課題の要件:
データの最初の行から始まり、"x=329, y=450" を含む行で終わる範囲の行を、空行を除いて番号付きリストとして並べてください。最初の行と最後の行も含める。

---*---

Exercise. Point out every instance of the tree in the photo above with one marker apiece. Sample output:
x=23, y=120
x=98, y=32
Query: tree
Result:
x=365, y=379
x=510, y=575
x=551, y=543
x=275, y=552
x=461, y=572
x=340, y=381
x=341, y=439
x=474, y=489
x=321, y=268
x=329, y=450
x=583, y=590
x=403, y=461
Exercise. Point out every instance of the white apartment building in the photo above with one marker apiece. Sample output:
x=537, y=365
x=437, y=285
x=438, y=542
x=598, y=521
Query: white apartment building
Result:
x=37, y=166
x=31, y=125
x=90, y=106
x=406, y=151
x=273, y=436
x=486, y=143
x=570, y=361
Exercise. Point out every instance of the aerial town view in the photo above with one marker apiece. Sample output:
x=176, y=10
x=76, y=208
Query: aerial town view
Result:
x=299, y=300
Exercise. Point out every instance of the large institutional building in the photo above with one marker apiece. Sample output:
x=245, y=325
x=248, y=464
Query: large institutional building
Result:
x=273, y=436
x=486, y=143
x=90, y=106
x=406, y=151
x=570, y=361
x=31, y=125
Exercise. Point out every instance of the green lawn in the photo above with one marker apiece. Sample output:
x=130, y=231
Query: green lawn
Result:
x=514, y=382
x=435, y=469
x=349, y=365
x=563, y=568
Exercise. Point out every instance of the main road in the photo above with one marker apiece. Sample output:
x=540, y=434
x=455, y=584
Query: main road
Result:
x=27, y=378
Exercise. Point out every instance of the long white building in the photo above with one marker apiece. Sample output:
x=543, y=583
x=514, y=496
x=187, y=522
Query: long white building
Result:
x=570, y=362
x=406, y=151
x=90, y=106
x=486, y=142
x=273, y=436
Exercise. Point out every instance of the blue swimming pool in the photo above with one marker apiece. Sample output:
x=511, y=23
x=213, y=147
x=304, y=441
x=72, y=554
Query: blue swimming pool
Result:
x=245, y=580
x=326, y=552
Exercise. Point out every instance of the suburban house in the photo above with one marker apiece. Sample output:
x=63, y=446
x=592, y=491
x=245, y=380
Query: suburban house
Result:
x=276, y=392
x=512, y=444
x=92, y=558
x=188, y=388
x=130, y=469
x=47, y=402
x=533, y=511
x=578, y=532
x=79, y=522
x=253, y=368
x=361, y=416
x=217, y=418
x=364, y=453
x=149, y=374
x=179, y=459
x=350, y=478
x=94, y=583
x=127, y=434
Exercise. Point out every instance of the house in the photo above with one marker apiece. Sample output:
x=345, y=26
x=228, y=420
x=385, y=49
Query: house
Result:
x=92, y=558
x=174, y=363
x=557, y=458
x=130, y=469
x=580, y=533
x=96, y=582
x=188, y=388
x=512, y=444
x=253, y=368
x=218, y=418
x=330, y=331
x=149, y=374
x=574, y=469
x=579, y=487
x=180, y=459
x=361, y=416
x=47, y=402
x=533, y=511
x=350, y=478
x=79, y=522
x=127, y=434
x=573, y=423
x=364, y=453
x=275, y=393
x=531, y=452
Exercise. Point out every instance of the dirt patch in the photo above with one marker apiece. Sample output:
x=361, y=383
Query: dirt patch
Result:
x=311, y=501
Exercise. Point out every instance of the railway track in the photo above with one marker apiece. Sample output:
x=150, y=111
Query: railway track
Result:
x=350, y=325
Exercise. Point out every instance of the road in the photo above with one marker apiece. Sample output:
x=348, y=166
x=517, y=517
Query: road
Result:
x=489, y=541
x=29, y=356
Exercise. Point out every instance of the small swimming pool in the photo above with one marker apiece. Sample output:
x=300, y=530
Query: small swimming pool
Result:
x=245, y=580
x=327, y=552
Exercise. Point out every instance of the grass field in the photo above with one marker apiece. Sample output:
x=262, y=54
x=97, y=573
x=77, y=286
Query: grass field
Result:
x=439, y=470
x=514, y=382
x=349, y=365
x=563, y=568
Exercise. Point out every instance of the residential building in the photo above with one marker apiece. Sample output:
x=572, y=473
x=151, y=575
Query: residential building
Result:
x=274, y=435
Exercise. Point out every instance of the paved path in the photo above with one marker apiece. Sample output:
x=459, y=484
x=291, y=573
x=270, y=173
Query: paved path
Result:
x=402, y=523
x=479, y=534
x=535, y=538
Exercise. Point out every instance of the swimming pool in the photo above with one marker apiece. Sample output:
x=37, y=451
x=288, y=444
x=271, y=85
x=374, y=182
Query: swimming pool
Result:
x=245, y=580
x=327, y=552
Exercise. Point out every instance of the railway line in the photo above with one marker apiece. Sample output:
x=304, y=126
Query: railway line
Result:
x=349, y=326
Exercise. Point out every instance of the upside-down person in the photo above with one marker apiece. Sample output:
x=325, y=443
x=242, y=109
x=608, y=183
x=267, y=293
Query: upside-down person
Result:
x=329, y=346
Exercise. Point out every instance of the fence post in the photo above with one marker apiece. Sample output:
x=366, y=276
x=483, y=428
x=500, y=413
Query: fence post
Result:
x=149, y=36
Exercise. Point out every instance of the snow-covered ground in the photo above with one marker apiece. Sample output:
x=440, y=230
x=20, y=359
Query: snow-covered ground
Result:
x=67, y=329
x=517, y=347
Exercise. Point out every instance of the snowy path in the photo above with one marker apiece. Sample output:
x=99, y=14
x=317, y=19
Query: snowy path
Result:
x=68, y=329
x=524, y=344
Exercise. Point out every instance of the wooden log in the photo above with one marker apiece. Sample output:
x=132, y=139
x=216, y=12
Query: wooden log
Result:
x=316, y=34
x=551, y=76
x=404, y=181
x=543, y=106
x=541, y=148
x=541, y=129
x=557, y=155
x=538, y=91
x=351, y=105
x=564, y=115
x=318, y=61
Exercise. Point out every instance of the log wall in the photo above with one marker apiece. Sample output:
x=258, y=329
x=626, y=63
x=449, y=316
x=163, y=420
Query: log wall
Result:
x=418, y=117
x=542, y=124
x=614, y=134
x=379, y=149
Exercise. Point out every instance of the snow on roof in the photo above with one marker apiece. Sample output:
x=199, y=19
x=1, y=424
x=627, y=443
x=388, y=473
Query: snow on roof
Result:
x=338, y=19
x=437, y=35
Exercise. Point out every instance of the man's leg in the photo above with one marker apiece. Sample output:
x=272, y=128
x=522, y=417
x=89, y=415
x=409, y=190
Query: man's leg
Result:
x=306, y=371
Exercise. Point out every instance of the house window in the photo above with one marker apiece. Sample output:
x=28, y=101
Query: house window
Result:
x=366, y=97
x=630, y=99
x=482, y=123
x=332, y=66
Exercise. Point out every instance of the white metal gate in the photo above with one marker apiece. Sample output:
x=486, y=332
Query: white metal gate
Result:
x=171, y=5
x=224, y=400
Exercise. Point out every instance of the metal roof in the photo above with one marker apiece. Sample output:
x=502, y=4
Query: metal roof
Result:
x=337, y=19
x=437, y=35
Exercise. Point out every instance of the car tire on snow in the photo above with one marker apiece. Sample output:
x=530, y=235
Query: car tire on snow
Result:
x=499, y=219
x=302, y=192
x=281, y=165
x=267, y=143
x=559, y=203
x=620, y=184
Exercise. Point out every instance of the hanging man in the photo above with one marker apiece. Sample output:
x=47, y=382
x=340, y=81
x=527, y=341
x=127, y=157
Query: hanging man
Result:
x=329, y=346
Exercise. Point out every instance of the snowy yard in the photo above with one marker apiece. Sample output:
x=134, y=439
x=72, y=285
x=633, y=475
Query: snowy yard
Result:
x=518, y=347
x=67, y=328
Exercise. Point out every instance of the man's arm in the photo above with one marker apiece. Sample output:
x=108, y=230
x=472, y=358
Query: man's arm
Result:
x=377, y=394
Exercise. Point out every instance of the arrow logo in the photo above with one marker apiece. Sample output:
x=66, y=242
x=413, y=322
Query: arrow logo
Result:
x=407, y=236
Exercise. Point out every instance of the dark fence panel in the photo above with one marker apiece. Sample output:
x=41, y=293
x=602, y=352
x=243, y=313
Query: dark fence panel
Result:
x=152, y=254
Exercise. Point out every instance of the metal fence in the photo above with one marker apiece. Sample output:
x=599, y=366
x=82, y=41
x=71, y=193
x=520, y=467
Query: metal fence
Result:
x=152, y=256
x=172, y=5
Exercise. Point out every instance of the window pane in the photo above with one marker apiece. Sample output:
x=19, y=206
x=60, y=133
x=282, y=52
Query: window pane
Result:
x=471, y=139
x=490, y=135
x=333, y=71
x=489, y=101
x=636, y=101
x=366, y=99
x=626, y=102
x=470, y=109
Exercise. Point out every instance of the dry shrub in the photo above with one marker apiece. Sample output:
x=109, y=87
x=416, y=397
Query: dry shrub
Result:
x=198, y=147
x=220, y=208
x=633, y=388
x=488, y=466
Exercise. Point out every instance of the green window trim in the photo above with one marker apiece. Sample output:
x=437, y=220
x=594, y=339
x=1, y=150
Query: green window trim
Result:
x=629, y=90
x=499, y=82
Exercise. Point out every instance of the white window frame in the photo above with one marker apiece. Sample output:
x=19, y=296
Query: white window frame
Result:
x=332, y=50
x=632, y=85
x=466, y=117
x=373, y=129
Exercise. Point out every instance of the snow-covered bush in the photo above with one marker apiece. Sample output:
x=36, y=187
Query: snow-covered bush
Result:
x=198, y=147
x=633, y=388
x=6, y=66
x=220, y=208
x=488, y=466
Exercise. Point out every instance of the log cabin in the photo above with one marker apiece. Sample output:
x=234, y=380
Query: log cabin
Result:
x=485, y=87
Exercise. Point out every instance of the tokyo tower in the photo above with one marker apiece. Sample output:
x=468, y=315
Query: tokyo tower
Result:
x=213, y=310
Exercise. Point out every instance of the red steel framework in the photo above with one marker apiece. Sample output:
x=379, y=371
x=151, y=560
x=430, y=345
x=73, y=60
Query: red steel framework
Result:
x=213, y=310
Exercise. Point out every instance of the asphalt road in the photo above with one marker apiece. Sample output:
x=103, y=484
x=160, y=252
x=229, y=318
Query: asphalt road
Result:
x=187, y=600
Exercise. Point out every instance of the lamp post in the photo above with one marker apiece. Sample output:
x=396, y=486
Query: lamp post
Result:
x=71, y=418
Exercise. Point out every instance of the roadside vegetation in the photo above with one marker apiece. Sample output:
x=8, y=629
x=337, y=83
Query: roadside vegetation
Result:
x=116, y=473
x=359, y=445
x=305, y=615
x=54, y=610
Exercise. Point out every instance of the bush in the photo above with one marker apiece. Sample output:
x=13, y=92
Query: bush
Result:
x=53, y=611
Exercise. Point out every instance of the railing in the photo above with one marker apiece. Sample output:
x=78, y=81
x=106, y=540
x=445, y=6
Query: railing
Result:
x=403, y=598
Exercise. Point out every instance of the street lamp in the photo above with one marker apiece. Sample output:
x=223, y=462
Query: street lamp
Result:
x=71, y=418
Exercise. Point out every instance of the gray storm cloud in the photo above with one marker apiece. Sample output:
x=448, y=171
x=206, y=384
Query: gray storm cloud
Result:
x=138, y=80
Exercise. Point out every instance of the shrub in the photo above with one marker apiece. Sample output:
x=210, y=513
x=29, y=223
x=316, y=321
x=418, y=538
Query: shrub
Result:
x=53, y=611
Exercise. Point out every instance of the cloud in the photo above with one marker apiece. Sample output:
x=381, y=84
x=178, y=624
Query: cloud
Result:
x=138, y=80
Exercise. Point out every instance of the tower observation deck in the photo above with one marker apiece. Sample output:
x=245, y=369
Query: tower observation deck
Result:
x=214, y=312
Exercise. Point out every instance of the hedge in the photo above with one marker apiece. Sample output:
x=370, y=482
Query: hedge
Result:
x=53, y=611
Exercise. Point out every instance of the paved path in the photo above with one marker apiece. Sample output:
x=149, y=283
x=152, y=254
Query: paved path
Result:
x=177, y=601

---*---

記述解答:
1. Exercise. Point out every instance of the tree in the photo above with one marker apiece. Sample output:
2. x=23, y=120
3. x=98, y=32
4. Query: tree
5. Result:
6. x=365, y=379
7. x=510, y=575
8. x=551, y=543
9. x=275, y=552
10. x=461, y=572
11. x=340, y=381
12. x=341, y=439
13. x=474, y=489
14. x=321, y=268
15. x=329, y=450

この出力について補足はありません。